WHAT THIS EXERCISE ASKS |
- A) In the PCA text below, give the passage from "Initially the data" to "it all work?" again, changing "digits" to "numbers".
- B) Shorten the paragraph of the PCA text below that begins "Initially the data set for each image", keeping its main facts.

READING PASSAGE |

The data consists of 8×8 pixel images, meaning that they are 64-dimensional. To gain some intuition into the relationships between these points, we can use PCA to project them to a more manageable number of dimensions, say two

pca = PCA(n_components=2)  # project from 64 to 2 dimensions
projected = pca.fit_transform(digits.data)
print(digits.data.shape)
print(projected.shape)
(1797, 64)
(1797, 2)

We can now plot the dataset on the transformed space along the two components

plt.figure(figsize=(10,10))
plt.scatter(projected[:, 0], projected[:, 1],
c=digits.target, edgecolor='none', alpha=0.5,
cmap=plt.cm.get_cmap('Spectral', 10))
plt.xlabel('component 1')
plt.ylabel('component 2')
plt.colorbar();

Initially the data set for each image was a 64 dimensional entry. We now project that 64 dimensional data on a two component principal axes. The PCA routine has found the optimal stretch and rotation in the 64 dimensional space that allows us to see the layout of the digits in two dimensions. This was done in unsupervised manner.

# How does it all work?

Simple illustration to show the inner working of the PCA analysis. The fundamental goal of PCA is to identify the most meaningful basis to re-express the data-set. These basis are linearly independent from each other.

Is there another basis, which is a linear combination of the original basis, the best re-expresses the data?

RECORDED DATA |
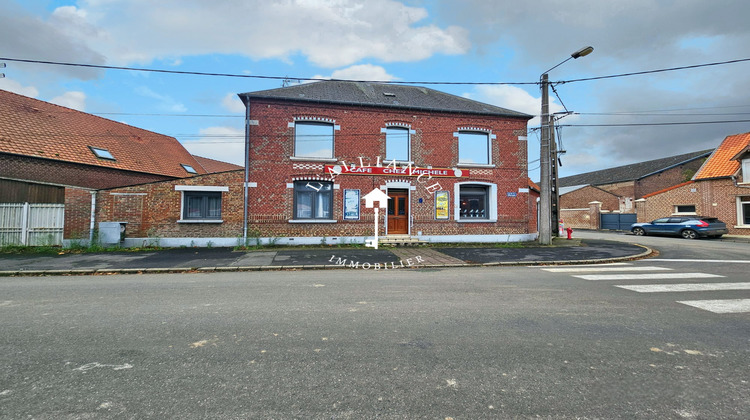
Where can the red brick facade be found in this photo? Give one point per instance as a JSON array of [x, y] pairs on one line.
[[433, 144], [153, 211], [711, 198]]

RESPONSES FOR EACH TASK |
- A)
Initially the data set for each image was a 64 dimensional entry. We now project that 64 dimensional data on a two component principal axes. The PCA routine has found the optimal stretch and rotation in the 64 dimensional space that allows us to see the layout of the numbers in two dimensions. This was done in unsupervised manner.

# How does it all work?

- B) Each image started as a 64-dimensional entry and is now projected onto two principal axes. PCA found the best stretch and rotation of the 64-dimensional space to show the layout of the digits in two dimensions, and it did this unsupervised.